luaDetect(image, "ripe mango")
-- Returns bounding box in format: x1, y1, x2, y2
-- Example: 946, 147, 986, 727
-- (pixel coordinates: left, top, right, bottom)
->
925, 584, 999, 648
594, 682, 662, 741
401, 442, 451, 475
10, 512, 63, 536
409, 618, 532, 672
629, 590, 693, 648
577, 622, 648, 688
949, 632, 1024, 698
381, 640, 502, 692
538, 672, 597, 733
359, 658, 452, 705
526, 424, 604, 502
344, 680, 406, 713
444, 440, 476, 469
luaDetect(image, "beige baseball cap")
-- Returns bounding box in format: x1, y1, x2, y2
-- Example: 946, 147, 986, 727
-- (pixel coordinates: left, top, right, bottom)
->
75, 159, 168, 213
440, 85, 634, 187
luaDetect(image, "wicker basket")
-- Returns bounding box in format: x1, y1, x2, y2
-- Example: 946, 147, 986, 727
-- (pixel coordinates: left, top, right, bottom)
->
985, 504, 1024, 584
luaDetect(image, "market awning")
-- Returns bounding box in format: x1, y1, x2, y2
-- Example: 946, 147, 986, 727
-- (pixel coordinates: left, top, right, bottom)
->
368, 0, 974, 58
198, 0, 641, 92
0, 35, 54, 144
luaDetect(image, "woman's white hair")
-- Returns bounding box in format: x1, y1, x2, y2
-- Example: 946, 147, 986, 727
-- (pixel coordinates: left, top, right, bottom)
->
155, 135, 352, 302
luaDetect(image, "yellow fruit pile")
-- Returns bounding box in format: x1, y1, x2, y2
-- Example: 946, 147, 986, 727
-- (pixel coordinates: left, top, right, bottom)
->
--
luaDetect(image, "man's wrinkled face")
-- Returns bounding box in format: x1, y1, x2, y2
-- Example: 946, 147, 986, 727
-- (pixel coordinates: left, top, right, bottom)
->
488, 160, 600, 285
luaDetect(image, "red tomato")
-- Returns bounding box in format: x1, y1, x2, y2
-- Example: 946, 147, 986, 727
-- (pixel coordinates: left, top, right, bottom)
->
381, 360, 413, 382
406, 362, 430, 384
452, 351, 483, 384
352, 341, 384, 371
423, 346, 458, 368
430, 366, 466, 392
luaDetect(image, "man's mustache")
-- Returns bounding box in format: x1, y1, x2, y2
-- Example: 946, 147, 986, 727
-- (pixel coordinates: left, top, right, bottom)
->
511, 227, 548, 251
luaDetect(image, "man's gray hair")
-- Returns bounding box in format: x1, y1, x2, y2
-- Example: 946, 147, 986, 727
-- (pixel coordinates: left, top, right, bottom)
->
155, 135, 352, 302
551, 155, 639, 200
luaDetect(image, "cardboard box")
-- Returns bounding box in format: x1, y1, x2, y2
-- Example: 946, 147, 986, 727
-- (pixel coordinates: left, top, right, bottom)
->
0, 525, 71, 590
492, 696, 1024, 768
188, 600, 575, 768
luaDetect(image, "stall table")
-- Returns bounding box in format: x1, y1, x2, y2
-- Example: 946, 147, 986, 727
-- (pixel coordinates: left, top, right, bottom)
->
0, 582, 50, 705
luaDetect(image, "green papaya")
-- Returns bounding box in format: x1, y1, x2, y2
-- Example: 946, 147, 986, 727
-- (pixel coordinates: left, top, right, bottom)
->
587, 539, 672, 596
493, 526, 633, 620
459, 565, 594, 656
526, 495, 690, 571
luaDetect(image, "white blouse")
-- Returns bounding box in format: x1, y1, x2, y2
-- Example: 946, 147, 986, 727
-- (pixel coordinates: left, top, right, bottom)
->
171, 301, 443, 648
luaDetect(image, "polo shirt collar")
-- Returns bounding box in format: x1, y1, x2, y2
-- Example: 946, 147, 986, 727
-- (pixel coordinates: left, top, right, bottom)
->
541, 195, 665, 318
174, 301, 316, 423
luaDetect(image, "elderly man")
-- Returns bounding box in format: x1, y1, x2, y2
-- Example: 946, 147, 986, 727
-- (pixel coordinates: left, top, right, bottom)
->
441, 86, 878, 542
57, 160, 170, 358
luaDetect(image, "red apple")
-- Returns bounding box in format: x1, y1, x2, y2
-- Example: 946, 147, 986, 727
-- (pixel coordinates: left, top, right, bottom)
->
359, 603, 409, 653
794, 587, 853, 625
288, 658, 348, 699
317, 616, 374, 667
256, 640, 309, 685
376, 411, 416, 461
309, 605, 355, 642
---
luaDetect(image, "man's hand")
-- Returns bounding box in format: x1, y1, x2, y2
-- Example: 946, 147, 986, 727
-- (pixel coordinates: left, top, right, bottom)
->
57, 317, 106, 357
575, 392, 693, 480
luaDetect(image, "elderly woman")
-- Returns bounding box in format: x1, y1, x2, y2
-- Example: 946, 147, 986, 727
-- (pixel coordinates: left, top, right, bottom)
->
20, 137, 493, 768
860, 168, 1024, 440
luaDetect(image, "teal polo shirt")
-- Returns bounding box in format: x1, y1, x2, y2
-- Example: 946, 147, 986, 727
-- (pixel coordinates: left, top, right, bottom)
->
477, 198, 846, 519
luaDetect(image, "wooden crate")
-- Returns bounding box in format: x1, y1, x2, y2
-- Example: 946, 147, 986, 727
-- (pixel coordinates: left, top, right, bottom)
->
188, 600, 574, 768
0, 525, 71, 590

- [Instruction]: Identify every line in the records above that contains the word "shirt", and copy each of those lines.

- [Answer for the task]:
luaDetect(image, "polo shirt collar")
luaDetect(image, "teal polo shirt")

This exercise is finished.